◆ REQUIRED ACTION ◆
Please reproduce the listing below, substituting "background clicks" for every "negative clicks" and leaving everything else unchanged.

________________________________________

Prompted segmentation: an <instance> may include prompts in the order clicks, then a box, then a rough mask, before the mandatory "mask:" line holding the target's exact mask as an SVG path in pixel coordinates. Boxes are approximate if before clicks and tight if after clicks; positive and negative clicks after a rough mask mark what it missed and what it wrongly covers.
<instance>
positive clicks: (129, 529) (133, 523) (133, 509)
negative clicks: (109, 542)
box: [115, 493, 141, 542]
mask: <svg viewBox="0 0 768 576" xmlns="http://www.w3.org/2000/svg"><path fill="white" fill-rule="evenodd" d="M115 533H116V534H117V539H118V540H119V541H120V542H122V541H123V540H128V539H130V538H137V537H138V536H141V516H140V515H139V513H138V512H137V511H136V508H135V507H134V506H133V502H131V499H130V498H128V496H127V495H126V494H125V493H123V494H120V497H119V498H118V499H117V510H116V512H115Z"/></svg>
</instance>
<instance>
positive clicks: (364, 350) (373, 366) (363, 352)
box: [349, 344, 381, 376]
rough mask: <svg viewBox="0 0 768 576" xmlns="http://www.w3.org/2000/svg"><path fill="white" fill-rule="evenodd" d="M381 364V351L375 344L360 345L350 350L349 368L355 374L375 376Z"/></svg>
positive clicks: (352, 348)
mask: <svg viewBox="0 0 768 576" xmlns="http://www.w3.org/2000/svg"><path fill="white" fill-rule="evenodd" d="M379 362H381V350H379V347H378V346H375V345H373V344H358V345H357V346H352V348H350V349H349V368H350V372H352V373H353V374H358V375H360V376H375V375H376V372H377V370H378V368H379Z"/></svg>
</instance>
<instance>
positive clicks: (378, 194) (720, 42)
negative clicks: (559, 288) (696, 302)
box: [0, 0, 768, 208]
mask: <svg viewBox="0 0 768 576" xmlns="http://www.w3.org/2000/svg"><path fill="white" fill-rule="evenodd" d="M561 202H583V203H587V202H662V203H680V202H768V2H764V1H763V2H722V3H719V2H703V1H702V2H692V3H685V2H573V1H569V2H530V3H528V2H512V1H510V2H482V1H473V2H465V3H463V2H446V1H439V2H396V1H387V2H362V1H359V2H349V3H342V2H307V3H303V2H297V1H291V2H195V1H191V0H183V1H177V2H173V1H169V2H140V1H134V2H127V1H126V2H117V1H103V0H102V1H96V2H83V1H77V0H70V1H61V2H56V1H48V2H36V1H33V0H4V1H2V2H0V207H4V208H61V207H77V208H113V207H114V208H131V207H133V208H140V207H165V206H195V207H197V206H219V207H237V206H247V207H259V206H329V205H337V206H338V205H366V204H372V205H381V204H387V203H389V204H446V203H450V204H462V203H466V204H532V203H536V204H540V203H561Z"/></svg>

________________________________________

◆ RESPONSE ◆
Prompted segmentation: an <instance> may include prompts in the order clicks, then a box, then a rough mask, before the mandatory "mask:" line holding the target's exact mask as an SVG path in pixel coordinates. Boxes are approximate if before clicks and tight if after clicks; positive and background clicks after a rough mask mark what it missed and what it wrongly covers.
<instance>
positive clicks: (129, 529) (133, 523) (133, 509)
background clicks: (109, 542)
box: [115, 493, 141, 542]
mask: <svg viewBox="0 0 768 576" xmlns="http://www.w3.org/2000/svg"><path fill="white" fill-rule="evenodd" d="M115 533H116V534H117V539H118V540H119V541H120V542H122V541H123V540H128V539H130V538H137V537H138V536H141V516H140V515H139V513H138V512H137V511H136V508H135V507H134V506H133V502H131V499H130V498H128V496H127V495H126V494H125V493H123V494H120V497H119V498H118V499H117V510H116V512H115Z"/></svg>
</instance>
<instance>
positive clicks: (364, 350) (373, 366) (363, 352)
box: [349, 344, 381, 376]
rough mask: <svg viewBox="0 0 768 576" xmlns="http://www.w3.org/2000/svg"><path fill="white" fill-rule="evenodd" d="M381 364V351L375 344L360 345L350 350L349 368L355 374L375 376Z"/></svg>
positive clicks: (352, 348)
mask: <svg viewBox="0 0 768 576" xmlns="http://www.w3.org/2000/svg"><path fill="white" fill-rule="evenodd" d="M379 362H381V350H379V347H378V346H375V345H373V344H358V345H357V346H352V348H350V349H349V368H350V372H352V373H353V374H358V375H360V376H375V375H376V372H377V370H378V368H379Z"/></svg>
</instance>
<instance>
positive clicks: (378, 194) (720, 42)
background clicks: (559, 288) (696, 302)
box: [0, 0, 768, 208]
mask: <svg viewBox="0 0 768 576" xmlns="http://www.w3.org/2000/svg"><path fill="white" fill-rule="evenodd" d="M561 202H583V203H587V202H662V203H680V202H768V2H764V1H763V2H722V3H719V2H703V1H702V2H692V3H685V2H573V1H569V2H530V3H528V2H512V1H510V2H482V1H473V2H465V3H463V2H446V1H439V2H396V1H387V2H362V1H359V2H349V3H342V2H307V3H303V2H297V1H291V2H195V1H191V0H183V1H177V2H173V1H169V2H140V1H134V2H127V1H126V2H117V1H103V0H102V1H96V2H83V1H77V0H70V1H61V2H56V1H48V2H36V1H33V0H4V1H2V2H0V207H4V208H61V207H77V208H113V207H114V208H131V207H133V208H140V207H165V206H195V207H197V206H219V207H237V206H247V207H259V206H329V205H337V206H338V205H366V204H372V205H381V204H387V203H389V204H446V203H450V204H462V203H466V204H532V203H536V204H540V203H561Z"/></svg>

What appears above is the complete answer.